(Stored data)
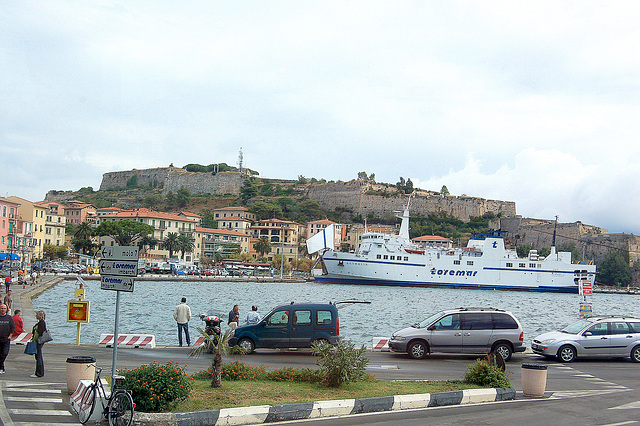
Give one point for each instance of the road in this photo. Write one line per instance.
(605, 392)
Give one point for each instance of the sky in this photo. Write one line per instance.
(532, 102)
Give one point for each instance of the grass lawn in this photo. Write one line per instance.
(243, 393)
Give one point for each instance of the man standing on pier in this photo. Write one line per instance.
(7, 328)
(182, 315)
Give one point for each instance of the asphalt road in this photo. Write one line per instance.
(597, 392)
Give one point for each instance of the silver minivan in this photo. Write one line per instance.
(462, 330)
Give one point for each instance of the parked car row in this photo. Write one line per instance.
(462, 330)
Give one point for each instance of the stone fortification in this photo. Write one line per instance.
(381, 200)
(594, 242)
(146, 177)
(172, 179)
(204, 183)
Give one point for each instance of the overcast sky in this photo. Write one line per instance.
(532, 102)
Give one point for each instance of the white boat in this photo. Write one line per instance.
(394, 260)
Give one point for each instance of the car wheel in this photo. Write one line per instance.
(418, 350)
(635, 354)
(504, 350)
(566, 353)
(247, 345)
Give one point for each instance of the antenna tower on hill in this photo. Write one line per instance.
(240, 160)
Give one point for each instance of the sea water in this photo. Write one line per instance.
(149, 308)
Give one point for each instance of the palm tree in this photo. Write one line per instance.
(186, 244)
(171, 243)
(218, 346)
(148, 241)
(262, 246)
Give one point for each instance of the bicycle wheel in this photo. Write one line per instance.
(120, 409)
(87, 403)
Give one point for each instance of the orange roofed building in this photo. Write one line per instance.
(162, 223)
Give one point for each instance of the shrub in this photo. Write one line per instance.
(288, 374)
(340, 363)
(156, 387)
(482, 373)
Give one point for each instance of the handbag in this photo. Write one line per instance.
(31, 348)
(46, 337)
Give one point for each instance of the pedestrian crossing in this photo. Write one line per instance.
(35, 403)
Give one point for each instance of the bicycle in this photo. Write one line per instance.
(118, 408)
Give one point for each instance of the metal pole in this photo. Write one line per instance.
(115, 341)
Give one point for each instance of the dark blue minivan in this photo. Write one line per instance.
(297, 325)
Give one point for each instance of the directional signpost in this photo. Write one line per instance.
(118, 267)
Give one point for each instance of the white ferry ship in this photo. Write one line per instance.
(394, 260)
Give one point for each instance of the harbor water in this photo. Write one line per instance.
(149, 308)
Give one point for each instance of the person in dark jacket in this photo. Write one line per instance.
(38, 330)
(7, 328)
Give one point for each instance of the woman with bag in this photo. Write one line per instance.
(38, 332)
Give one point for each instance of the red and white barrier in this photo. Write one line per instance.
(380, 344)
(129, 340)
(22, 338)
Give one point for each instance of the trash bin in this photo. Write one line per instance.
(79, 368)
(534, 380)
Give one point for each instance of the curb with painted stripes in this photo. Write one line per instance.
(310, 410)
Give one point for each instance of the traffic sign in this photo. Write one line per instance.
(117, 283)
(126, 268)
(119, 252)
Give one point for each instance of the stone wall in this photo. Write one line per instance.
(146, 177)
(204, 183)
(363, 199)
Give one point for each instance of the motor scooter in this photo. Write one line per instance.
(212, 326)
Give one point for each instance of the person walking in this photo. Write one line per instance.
(8, 301)
(182, 315)
(234, 317)
(18, 324)
(7, 328)
(38, 330)
(253, 317)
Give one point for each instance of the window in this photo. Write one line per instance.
(450, 322)
(301, 318)
(477, 321)
(324, 317)
(278, 318)
(598, 329)
(503, 322)
(619, 328)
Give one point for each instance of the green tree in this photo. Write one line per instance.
(262, 246)
(249, 188)
(147, 242)
(615, 270)
(171, 243)
(183, 197)
(186, 244)
(218, 346)
(125, 232)
(209, 219)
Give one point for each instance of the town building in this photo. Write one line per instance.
(284, 236)
(222, 242)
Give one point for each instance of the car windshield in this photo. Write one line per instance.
(574, 328)
(425, 323)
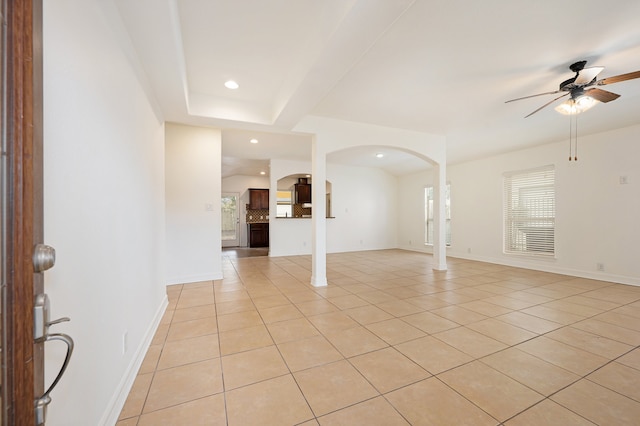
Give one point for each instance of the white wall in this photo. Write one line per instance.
(596, 216)
(364, 207)
(104, 210)
(192, 170)
(240, 184)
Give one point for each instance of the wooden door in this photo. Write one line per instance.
(21, 176)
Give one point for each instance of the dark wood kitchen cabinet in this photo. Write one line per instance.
(259, 235)
(258, 199)
(303, 193)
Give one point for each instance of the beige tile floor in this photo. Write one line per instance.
(391, 342)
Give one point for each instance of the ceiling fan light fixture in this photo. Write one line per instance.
(230, 84)
(576, 106)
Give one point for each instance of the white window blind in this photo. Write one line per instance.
(529, 211)
(428, 214)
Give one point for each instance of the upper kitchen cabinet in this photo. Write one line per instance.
(258, 199)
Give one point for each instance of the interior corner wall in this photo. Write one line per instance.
(363, 205)
(596, 214)
(103, 211)
(193, 203)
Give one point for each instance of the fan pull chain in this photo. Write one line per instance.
(570, 134)
(573, 136)
(575, 151)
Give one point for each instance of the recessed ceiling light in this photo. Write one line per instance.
(231, 85)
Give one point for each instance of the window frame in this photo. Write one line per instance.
(429, 192)
(529, 211)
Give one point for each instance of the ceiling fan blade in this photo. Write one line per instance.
(533, 96)
(547, 104)
(601, 95)
(586, 75)
(619, 78)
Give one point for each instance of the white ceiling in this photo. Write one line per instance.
(437, 66)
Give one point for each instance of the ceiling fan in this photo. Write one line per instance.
(582, 89)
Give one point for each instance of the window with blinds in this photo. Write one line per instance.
(428, 214)
(529, 211)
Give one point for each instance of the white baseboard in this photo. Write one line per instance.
(195, 278)
(110, 416)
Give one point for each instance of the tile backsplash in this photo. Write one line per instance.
(257, 215)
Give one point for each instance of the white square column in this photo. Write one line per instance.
(318, 213)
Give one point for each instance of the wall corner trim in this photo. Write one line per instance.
(117, 401)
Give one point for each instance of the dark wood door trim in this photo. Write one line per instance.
(22, 158)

> _Task prompt_
The data must be reproduced exactly, and no picture may appear in the copy.

> _Output of the exercise_
Give one point for each instance of the road in this photo. Write one line per instance.
(605, 392)
Give one point for each instance of the sky in this photo. Write one line per instance.
(532, 102)
Give one point for each instance of the grass lawn in this photo. Write one line per instance.
(243, 393)
Give one point for each instance of the man standing on pier in this photo. Write one line per instance.
(7, 328)
(182, 315)
Give one point for each instance of the asphalt road in this photo. Write one line per instance.
(597, 392)
Give one point for each instance of the silver minivan in this photo. Write one line per instance.
(462, 330)
Give one point for each instance of the parked car row in this photo. Write one line per instance.
(462, 330)
Give one point for each instance of the stone fortification in this photo. Write one line per instance.
(381, 200)
(594, 242)
(146, 177)
(172, 179)
(204, 183)
Give one point for each instance of the overcast sky in this photo. Write one line per instance.
(532, 102)
Give one point for each instance of the white boat in this photo. Write one line per instance.
(394, 260)
Give one point for each instance of the car wheel in this photo. Write one line per instance.
(418, 350)
(635, 354)
(504, 350)
(566, 353)
(247, 345)
Give one point for each instance of the antenna tower on hill in this photo. Write one line per instance.
(240, 160)
Give one point for each instance of the sea water in this photo. Write one line per instance.
(149, 308)
Give one point for each instance of the palm tree in this photo. Write one line per instance.
(186, 244)
(171, 243)
(218, 346)
(148, 241)
(262, 246)
Give one point for each instance of the bicycle wheel in this photo. Write one line per instance.
(120, 409)
(87, 403)
Give one point for each instance of the orange roofed building in this photo. Write one line per instance.
(162, 223)
Give one point for each instance of the shrub in this photo. Write one line per instance.
(288, 374)
(340, 363)
(156, 387)
(482, 373)
Give one point for each instance of the handbag in this photo. Write one line per instance.
(31, 348)
(46, 337)
Give one point for each instance of the pedestrian crossing in this photo. Write one line per instance.
(35, 403)
Give one point for each instance of the bicycle in this photo. Write one line per instance.
(118, 408)
Give one point for each instance of the metal pole in this photo. Write one line per instance.
(115, 341)
Give one point for each instance of the dark blue minivan in this photo. Write one line per instance.
(297, 325)
Give one point for each instance of the directional signpost in this photo. Write one line per instance.
(118, 267)
Give one point for each instance of the white ferry ship in this photo. Write one line per instance.
(394, 260)
Give one point for each instance of the harbor water in this photo. Write one line per instance.
(149, 308)
Give one point for each instance of the person in dark jacket in this photo. Write one line per instance.
(38, 330)
(7, 328)
Give one point for each instance of the woman with bag in this photo. Write one line per instance.
(38, 332)
Give one point for each instance of the red and white barrier in this photo. Write one line per instance.
(380, 344)
(129, 340)
(22, 338)
Give one point for each instance of the trash bin in this photo. Write one line per instance.
(79, 368)
(534, 380)
Give one point for each instance of the curb with painted stripes in this photo. Write one line per instance.
(310, 410)
Give one point for each instance of the traffic sign in this photo. Write one line per instance.
(117, 283)
(126, 268)
(119, 252)
Give one point for each instance of the stone wall in this photo. Write one line per instance.
(146, 177)
(204, 183)
(363, 199)
Give one point for each instance of the motor scooter in this photo. Write one line per instance.
(212, 326)
Give one point for each instance of the person walking in this photo. Write one line per instance.
(8, 301)
(182, 315)
(234, 317)
(18, 324)
(7, 328)
(38, 330)
(253, 317)
Give one point for each instance of the window in this photo. Write one line per instance.
(450, 322)
(301, 318)
(477, 321)
(324, 317)
(278, 318)
(598, 329)
(503, 322)
(619, 328)
Give one point for each instance of the green tree in this photo. Write one line per instance.
(262, 246)
(249, 188)
(147, 242)
(615, 270)
(171, 243)
(183, 197)
(186, 244)
(218, 346)
(125, 232)
(209, 219)
Give one point for each instance of the town building in this photo. Write one line per instance.
(284, 236)
(222, 242)
Give one point for each instance of the car windshield in this photo. Write one line per instance.
(574, 328)
(425, 323)
Give one point for each instance of the white wall in this photo. Write one line per instance.
(596, 216)
(364, 207)
(104, 210)
(192, 170)
(240, 184)
Give one point for each instance of the wooden door in this photo. Write one line per instance.
(21, 176)
Give one point for each instance of the dark wood kitchen cabinet in this photo. Write one line per instance.
(259, 235)
(258, 199)
(303, 193)
Give one point for each instance of the beige tile floor in this photo. Write one line per instance.
(391, 342)
Give one point for each instance of the ceiling fan light fixture in this photo. Write one line per instance.
(230, 84)
(576, 106)
Give one point for each instance of the white window blind in this photo. Write one line per instance.
(529, 211)
(428, 214)
Give one point for each instance of the upper kitchen cabinet in this photo. Write one line per instance.
(258, 199)
Give one point for each instance of the interior corner wall in this photo. Write one line per instance.
(363, 205)
(596, 214)
(103, 211)
(193, 203)
Give one point for each instance of the fan pull chain in this photo. Write one line per instance.
(570, 134)
(573, 136)
(575, 151)
Give one point for each instance of the recessed ceiling light in this photo. Write one line per instance.
(231, 85)
Give one point for each instance of the window frame in this photo. Write one line per instance.
(429, 192)
(529, 211)
Give one point for each instance of the ceiling fan blade in this photo. Write one line per instance.
(533, 96)
(547, 104)
(601, 95)
(586, 75)
(619, 78)
Give one point for each instance of the white ceiling in this photo. Write one line per instance.
(437, 66)
Give one point for each instance of the ceiling fan in this photo. Write one line per instance.
(582, 89)
Give one point for each instance of the window with blinds in this photo. Write one line per instance.
(428, 214)
(529, 211)
Give one point for each instance of the white baseboard in this photo. Write one line per instance.
(195, 278)
(110, 416)
Give one point for each instance of the tile backsplash in this photo. Write one line per instance.
(257, 215)
Give one point for each instance of the white square column in this photo. Write one line per instance.
(318, 213)
Give one point for each instance of the wall corner trim in this photo. Write one line per instance.
(117, 401)
Give one point for each instance of the dark wood door trim in this photo. Write one line per instance.
(22, 158)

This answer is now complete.